### Exercise
Each line below should be quoted exactly, please.

### Stored rows
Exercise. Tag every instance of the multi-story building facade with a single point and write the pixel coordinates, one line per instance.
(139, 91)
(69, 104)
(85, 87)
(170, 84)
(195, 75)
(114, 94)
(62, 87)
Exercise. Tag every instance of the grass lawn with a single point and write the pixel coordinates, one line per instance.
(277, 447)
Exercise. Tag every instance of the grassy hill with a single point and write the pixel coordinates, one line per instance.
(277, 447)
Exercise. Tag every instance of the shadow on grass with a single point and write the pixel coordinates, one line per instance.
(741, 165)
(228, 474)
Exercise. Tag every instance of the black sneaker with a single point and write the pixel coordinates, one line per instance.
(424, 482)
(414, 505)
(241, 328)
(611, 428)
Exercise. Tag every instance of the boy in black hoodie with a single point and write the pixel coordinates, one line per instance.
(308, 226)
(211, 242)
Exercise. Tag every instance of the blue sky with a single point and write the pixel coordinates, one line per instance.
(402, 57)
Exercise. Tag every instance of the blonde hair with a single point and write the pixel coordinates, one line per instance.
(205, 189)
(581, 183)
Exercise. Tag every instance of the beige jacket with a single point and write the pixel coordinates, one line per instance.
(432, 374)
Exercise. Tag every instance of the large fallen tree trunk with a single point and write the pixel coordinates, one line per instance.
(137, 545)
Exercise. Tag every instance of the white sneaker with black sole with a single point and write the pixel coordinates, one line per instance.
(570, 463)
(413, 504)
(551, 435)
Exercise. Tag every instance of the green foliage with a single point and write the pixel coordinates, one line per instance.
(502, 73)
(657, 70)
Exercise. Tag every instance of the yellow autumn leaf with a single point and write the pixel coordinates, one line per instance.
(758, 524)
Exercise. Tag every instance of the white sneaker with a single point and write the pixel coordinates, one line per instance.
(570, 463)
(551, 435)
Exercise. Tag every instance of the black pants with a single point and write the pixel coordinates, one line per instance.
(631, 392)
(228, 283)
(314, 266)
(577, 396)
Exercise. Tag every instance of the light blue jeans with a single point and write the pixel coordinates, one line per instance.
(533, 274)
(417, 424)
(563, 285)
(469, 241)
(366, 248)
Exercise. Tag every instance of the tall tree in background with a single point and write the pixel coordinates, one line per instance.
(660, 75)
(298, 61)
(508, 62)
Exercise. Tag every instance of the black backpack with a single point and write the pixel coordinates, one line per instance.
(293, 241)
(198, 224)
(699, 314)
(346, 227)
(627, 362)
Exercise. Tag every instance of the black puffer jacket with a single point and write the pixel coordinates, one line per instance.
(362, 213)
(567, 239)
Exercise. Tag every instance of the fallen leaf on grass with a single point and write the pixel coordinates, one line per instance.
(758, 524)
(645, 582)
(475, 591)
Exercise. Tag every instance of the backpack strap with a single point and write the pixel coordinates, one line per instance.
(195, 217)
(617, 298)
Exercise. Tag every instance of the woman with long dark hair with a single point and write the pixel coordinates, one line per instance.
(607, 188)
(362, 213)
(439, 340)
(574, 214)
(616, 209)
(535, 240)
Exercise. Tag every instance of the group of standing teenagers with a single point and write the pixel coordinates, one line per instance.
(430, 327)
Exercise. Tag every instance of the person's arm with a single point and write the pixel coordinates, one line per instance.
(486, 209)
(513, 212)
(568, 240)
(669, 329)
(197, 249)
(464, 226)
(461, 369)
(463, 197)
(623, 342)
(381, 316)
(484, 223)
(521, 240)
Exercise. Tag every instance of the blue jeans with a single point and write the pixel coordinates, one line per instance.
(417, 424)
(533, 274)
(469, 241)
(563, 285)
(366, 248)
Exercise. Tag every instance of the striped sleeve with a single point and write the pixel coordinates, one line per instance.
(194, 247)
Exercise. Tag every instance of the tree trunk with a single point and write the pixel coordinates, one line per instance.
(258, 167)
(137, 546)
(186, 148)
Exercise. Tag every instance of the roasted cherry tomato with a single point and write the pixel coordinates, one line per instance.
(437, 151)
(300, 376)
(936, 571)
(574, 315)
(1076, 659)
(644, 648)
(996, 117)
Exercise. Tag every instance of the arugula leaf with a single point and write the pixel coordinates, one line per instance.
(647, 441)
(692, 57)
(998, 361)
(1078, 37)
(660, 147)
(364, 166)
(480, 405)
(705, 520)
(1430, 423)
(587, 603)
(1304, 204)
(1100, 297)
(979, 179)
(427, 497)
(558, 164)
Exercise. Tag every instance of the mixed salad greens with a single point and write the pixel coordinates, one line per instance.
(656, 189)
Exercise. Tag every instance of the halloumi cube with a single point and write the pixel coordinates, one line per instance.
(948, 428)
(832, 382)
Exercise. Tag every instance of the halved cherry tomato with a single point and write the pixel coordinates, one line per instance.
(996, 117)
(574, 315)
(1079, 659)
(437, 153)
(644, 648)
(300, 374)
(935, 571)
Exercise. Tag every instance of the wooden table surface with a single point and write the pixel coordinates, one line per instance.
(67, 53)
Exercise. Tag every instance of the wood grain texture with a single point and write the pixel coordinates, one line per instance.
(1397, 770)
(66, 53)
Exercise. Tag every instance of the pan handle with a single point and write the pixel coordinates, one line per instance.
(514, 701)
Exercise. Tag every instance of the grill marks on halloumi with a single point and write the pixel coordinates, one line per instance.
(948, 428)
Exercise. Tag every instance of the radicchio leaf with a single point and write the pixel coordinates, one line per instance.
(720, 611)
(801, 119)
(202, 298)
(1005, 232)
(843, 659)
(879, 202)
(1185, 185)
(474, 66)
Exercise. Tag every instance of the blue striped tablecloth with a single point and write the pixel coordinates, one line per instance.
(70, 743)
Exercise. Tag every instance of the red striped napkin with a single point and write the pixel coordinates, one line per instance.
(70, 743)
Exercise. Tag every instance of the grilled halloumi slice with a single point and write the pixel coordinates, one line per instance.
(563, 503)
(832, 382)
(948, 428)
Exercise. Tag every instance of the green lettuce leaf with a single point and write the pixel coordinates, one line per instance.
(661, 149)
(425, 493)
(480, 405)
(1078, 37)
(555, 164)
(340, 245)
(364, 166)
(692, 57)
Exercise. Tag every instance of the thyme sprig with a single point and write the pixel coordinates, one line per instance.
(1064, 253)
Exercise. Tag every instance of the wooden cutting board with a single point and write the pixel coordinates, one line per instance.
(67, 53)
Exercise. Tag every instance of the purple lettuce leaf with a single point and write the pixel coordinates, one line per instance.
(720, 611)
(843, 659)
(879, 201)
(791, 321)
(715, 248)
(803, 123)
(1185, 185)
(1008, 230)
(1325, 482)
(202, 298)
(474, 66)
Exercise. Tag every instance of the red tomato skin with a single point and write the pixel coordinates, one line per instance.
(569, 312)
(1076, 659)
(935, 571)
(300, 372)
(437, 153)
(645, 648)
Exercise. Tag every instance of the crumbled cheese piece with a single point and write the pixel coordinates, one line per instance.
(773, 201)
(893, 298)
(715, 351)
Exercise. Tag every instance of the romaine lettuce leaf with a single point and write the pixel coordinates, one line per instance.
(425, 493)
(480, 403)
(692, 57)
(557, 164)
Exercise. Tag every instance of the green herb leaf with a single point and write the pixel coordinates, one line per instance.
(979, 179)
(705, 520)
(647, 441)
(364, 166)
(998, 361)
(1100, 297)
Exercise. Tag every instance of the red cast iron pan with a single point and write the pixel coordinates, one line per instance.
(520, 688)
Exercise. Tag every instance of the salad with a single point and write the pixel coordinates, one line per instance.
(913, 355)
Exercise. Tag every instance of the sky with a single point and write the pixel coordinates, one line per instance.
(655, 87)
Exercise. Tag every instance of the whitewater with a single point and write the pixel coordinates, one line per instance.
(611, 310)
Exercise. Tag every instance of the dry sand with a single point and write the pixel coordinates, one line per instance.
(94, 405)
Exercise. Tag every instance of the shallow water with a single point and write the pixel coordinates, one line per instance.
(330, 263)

### Full response
Exercise. Tag every instance of the multi-story building facade with a single point and write the pixel coordinates, one line per instance.
(139, 91)
(69, 104)
(85, 87)
(170, 84)
(195, 75)
(114, 94)
(62, 87)
Exercise. Tag every instance of the grass lawn with a single point and write the pixel coordinates, one line per instance.
(277, 447)
Exercise. Tag every instance of the grassy hill with a single point and write the pixel coordinates, one line per instance.
(277, 447)
Exercise. Tag every instance of the shadow on grass with a single point and write the pixel coordinates, one line per instance.
(741, 165)
(228, 474)
Exercise. Tag every instance of the black sneaker with a single point and write the pixel coordinates, one line per instance.
(424, 482)
(414, 505)
(241, 328)
(611, 428)
Exercise. Tag every instance of the boy in black hoodie with a single point and write the pixel coordinates, one line per instance.
(308, 226)
(211, 242)
Exercise. Tag every instance of the blue sky with a single point and write the pixel coordinates, one line per instance.
(402, 57)
Exercise. Tag every instance of the blonde hair with a single point and write the pixel coordinates, one line per instance.
(205, 189)
(581, 183)
Exercise. Tag every instance of the beige jacket with a single point and write the pixel coordinates, one line per instance.
(432, 374)
Exercise. Tag every instance of the large fallen tree trunk with a single point and write the pixel coordinates, one line per instance.
(137, 545)
Exercise. Tag every instance of the white sneaker with black sole with a single point and write the pixel coordinates, one line per instance.
(570, 463)
(413, 504)
(551, 435)
Exercise. Tag every instance of the green foliage with a single point and write the pixel coordinates, one line per instance.
(502, 73)
(657, 70)
Exercise. Tag every instance of the yellow autumn leaf with a single point and write the pixel coordinates, one line per instance.
(758, 524)
Exercise. Tag every instance of the white sneaker with a single point and write the pixel coordinates, one line per instance.
(570, 463)
(551, 435)
Exercise. Tag every instance of the black pants with a single point and write the pixel coordinates, one line per instance.
(631, 392)
(228, 283)
(314, 266)
(577, 396)
Exercise. Tag every instance of the light blue jeans with a single point and write the pixel coordinates, one line per instance.
(533, 274)
(417, 424)
(563, 285)
(469, 241)
(366, 248)
Exercise. Tag every instance of the tall tree in background with a single point and write the pixel coordinates, one line per instance.
(660, 75)
(298, 61)
(508, 62)
Exercise. Tag every instance of the black backpack with a single point and write the pixel coordinates, one line per instance.
(293, 241)
(198, 224)
(699, 314)
(346, 227)
(627, 362)
Exercise. Tag every instance of the black puffer jacket with a single point and write the pixel coordinates, one line per instance.
(362, 213)
(567, 239)
Exercise. Tag every instance of the fallen leaf on grass with a single point and write the pixel coordinates, one line per instance.
(758, 524)
(645, 582)
(475, 591)
Exercise. Tag every instance of the backpack strap with a single point and write the pixel coordinates, one line per instance.
(195, 217)
(617, 298)
Exercise. Tag every instance of the woman with long dark hair with a single point and write the pixel coordinates, one line per instance.
(607, 188)
(362, 213)
(439, 340)
(574, 214)
(616, 209)
(535, 240)
Exercise. Tag every instance of the group of standing teenagers with a single point and write the pixel coordinates, one line per instance.
(430, 327)
Exercise. Tag every instance of the person's arm with a single point and write the pixel coordinates, one line per instance.
(486, 209)
(513, 212)
(568, 240)
(669, 329)
(197, 249)
(464, 226)
(461, 369)
(463, 197)
(623, 342)
(381, 316)
(484, 223)
(521, 240)
Exercise. Tag every instance of the blue jeans with a single point and write the pixel coordinates, one line per instance.
(417, 424)
(533, 274)
(469, 241)
(563, 285)
(366, 248)
Exercise. Tag every instance of the striped sleeve with a single point and write the pixel coordinates, one line per instance.
(194, 247)
Exercise. Tag every instance of the tree trunk with a single point and write the pixel coordinates, one line per instance.
(258, 167)
(137, 546)
(186, 148)
Exercise. Tag every instance of the roasted cherry tomato with a single point and write the pixel coordinates, one line per instance.
(437, 151)
(300, 376)
(936, 571)
(574, 315)
(1076, 659)
(644, 648)
(996, 117)
Exercise. Tag every instance of the arugula leaf with a single point and write the pixel coordinates, one line per instance.
(647, 441)
(692, 57)
(998, 361)
(1078, 37)
(660, 147)
(364, 166)
(480, 405)
(705, 520)
(1430, 423)
(587, 603)
(1304, 204)
(1100, 297)
(979, 179)
(427, 497)
(558, 164)
Exercise. Tag every instance of the mixed salad greens with a single point and write the pixel coordinates, one line per instance.
(656, 189)
Exercise. Tag every instance of the halloumi cube with a single point and write the pixel coordinates, one line per instance.
(948, 428)
(832, 382)
Exercise. Tag every instance of the halved cherry tomato with a single point and write the pixel coordinates, one line per instance.
(996, 117)
(574, 315)
(1079, 659)
(437, 153)
(644, 648)
(300, 374)
(935, 571)
Exercise. Tag every instance of the wooden table surface with a single point and write the pixel coordinates, one line per instance.
(67, 53)
Exercise. Tag every instance of the wood grain texture with a single point and write the pixel coordinates, one line per instance.
(1397, 770)
(66, 53)
Exercise. Tag every instance of the pan handle with a single point and write the pixel coordinates, one line per instance.
(514, 701)
Exercise. Tag every instance of the grill marks on halloumi with a single point and write the pixel coordinates, one line per instance.
(948, 428)
Exercise. Tag every instance of the radicchio leaf with a single point and write the pixel coordinates, one line per instance.
(720, 611)
(801, 119)
(202, 298)
(1005, 232)
(843, 659)
(879, 202)
(1185, 185)
(474, 66)
Exercise. Tag every instance of the blue striped tablecloth with a single point and write the pixel coordinates, one line per instance.
(70, 743)
Exercise. Tag every instance of the red striped napkin with a single point and write the pixel coordinates, one line per instance.
(70, 743)
Exercise. Tag every instance of the grilled halloumi slice with a single point and write the pixel coordinates, one line per instance.
(563, 503)
(832, 382)
(948, 428)
Exercise. Tag every instance of the green lettuce leaf with a single point and write the pixel coordinates, one line per instance.
(661, 149)
(425, 493)
(480, 405)
(1078, 37)
(555, 164)
(340, 245)
(364, 166)
(692, 57)
Exercise. Tag every instance of the thyme sprig with a single point and write the pixel coordinates, one line per instance.
(1064, 253)
Exercise. Tag every instance of the wooden cutting board with a single point and write the pixel coordinates, one line per instance.
(67, 53)
Exercise. Tag every instance of the purple lettuce leaf with a single point and write the pixel coordinates, one line per instance.
(720, 611)
(843, 659)
(879, 201)
(791, 321)
(715, 248)
(803, 123)
(1185, 185)
(1008, 230)
(1325, 482)
(202, 298)
(474, 66)
Exercise. Tag every instance of the red tomato skin with a single point and write the pixel coordinates, one line per instance.
(569, 312)
(1076, 659)
(935, 571)
(300, 372)
(437, 153)
(645, 648)
Exercise. Tag every instance of the crumbled cheese piece with a single point and write the pixel coordinates, one line per instance.
(773, 201)
(893, 298)
(715, 351)
Exercise. Tag every instance of the romaine lettuce leaf with a single point and write the pixel coordinates, one line per instance.
(425, 493)
(480, 403)
(692, 57)
(557, 164)
Exercise. Tag every instance of the green herb leaf with a single point and write the pixel coordinates, one line per instance.
(979, 179)
(705, 520)
(647, 441)
(364, 166)
(998, 361)
(1100, 297)
Exercise. Tag every instance of the red cast iron pan with a single point and write the pixel coordinates, one line per instance.
(520, 688)
Exercise. Tag every instance of the salad with a single point and write the pixel coordinates, one line per instance.
(913, 355)
Exercise. Tag every instance of the sky with a single point and write the pixel coordinates, one line per instance.
(655, 87)
Exercise. Tag every instance of the whitewater with a single point and write the pixel coordinates, one line per instance.
(611, 310)
Exercise. Tag every instance of the dry sand with a single point and write the pixel coordinates, one line per instance.
(94, 405)
Exercise. Tag every instance of the shallow water with a single point and write the pixel coordinates, one line per instance.
(330, 263)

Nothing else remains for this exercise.